TEXTO BASE:
§

Ofensiva rebelde surpreende a ditadura síria e toma Aleppo
No dia 27 de novembro, uma coalisão de grupos rebeldes sírios liderados pelo Hayat Tahrir al-Sham (HTS) e com participação de setores do Jeish al-Wattani (Exército Nacional, apoiado pelo regime turco) iniciaram uma importante ofensiva sobre a província de Aleppo tomando grandes áreas rurais, além de grande parte da cidade de Aleppo, a segunda cidade mais importante da Síria, bem como movendo em direção à Hama após tomar a rodovia que liga Aleppo a Hama e Damasco, cortando linhas de suprimento vitais para as forças do regime sírio e seus aliados.
As forças do regime sírio e as milícias estrangeiras apoiadas pelo regime iraniano foram surpreendidas e sofreram vários reveses. O regime sírio utilizou a aviação síria e russa para covardemente bombardear a província rebelde de Idlib, e a cidade de Aleppo, mas não conseguiu conter a ofensiva rebelde.
A população síria em Idlib e Deraa (no sul do país, e berço da revolução de 2011) comemorou os avanços da ofensiva. Além disso, houve choques entre a comunidade drusa e as forças do regime sírio em Suweida, no sul do país. Em uma disputa separada da luta contra o regime sírio, houve choques em Deir Zour, no leste do país, pelo controle da margem esquerda do rio Eufrates entre as forças curdas do SDF apoiadas pelos Estados Unidos contra as milícias iranianas e russas apoiadoras do regime sírio. (1)
A ofensiva rebelde se apoia em primeiro lugar no ódio que a população síria sente em relação à ditadura Assad e seus apoiadores iranianos e russos. Esse ódio se baseia não apenas nos massacres cometidos contra a população para afogar em sangue a revolução síria iniciada em março de 2011. Ele também se baseia na situação de pobreza e bombardeios a qual estão submetidos cerca de 4 milhões de refugiados sírios que vivem na província rebelde de Idlib. Isso explica a adesão de centenas de jovens ansiosos por derrotar as forças do regime sírio e expulsar as milícias estrangeiras apoiadas pelo regime iraniano.

§

TAREFAS:
**1.** Responda com base no texto sobre a ofensiva em Aleppo:
(a) Em que dia começou a ofensiva rebelde?
(b) Qual cidade é apontada como berço da revolução de 2011?
(c) Quantos refugiados sírios vivem, aproximadamente, na província de Idlib?
**2.** Reescreva em forma de lista o parágrafo do texto sobre a ofensiva em Aleppo que começa com "A população síria em Idlib e Deraa", mantendo os fatos principais.
**3.** Liste todos os países que o texto sobre a ofensiva em Aleppo aponta como apoiadores de alguma força armada na Síria e indique a quem cada um dá apoio.
Os dados que vêm depois do texto são um material independente dele.

DADOS FORNECIDOS:
§

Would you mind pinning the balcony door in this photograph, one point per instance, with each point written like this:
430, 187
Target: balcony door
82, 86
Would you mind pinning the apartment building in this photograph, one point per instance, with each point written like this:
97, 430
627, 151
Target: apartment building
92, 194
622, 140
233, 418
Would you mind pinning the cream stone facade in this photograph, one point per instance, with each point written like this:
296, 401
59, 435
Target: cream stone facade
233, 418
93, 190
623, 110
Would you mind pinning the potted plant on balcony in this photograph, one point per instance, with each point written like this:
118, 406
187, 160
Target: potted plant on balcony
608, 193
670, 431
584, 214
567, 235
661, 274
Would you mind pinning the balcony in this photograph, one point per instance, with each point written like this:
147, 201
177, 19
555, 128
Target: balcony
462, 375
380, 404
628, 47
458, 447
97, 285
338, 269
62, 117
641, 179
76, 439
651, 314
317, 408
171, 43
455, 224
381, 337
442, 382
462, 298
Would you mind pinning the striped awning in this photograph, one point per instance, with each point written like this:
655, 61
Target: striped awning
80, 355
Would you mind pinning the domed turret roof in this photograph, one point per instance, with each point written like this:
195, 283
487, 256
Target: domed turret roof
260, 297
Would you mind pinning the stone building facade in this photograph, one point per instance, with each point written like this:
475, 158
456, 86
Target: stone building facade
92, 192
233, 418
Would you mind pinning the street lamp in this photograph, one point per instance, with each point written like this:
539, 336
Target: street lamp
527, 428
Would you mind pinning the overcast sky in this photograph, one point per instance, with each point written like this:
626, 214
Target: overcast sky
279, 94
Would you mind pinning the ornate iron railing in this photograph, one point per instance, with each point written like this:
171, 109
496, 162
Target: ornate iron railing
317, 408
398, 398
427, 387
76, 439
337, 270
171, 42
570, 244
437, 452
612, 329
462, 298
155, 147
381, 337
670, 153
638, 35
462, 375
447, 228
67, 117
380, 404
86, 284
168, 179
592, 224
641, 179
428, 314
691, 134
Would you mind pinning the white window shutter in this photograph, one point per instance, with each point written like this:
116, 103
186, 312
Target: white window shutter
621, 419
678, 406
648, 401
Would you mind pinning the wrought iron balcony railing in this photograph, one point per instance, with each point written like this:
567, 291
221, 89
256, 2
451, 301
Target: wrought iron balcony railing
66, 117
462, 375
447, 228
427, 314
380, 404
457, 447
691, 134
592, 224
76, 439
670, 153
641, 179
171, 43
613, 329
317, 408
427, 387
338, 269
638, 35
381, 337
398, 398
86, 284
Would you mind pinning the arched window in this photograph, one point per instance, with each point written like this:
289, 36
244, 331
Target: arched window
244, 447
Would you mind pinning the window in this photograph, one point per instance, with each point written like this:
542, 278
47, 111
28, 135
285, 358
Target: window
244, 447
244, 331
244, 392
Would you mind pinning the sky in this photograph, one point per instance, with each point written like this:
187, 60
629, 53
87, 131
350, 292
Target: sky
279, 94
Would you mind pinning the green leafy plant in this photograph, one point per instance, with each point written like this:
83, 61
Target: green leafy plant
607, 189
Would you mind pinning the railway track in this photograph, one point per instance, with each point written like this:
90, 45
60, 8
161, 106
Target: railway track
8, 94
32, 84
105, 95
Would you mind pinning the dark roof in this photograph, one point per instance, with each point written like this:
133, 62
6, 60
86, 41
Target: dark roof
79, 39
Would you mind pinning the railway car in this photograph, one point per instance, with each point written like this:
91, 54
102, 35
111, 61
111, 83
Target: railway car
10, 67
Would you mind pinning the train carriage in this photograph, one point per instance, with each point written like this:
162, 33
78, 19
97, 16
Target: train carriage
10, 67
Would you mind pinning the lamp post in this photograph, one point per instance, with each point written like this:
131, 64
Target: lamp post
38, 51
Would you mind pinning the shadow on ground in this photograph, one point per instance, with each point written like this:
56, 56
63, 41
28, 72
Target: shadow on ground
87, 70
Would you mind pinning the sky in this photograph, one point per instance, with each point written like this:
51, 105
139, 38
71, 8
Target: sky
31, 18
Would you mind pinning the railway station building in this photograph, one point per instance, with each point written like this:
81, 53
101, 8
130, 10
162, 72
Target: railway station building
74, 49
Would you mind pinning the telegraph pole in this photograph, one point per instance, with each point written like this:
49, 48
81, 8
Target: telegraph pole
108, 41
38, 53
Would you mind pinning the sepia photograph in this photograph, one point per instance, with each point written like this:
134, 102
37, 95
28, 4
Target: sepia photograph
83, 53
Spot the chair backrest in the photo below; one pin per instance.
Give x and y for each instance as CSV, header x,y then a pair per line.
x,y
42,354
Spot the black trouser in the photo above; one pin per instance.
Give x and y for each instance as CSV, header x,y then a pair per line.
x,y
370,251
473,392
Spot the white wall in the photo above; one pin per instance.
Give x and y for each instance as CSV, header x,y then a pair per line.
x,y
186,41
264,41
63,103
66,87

§

SOLUÇÕES:
**1.**
(a) 27 de novembro.
(b) Deraa.
(c) Cerca de 4 milhões.

**2.**
- A população de Idlib e de Deraa comemorou os avanços da ofensiva. Deraa fica no sul do país e foi o berço da revolução de 2011.
- Em Suweida, no sul, houve choques entre a comunidade drusa e as forças do regime sírio.
- Em Deir Zour, no leste, houve uma disputa separada pelo controle da margem esquerda do rio Eufrates. De um lado estavam as forças curdas do SDF, apoiadas pelos Estados Unidos. Do outro, as milícias iranianas e russas que apoiam o regime sírio.

**3.**
- Turquia: apoia o Jeish al-Wattani (Exército Nacional).
- Irã: apoia o regime sírio e milícias estrangeiras.
- Rússia: apoia o regime sírio, com aviação e milícias.
- Estados Unidos: apoiam as forças curdas do SDF.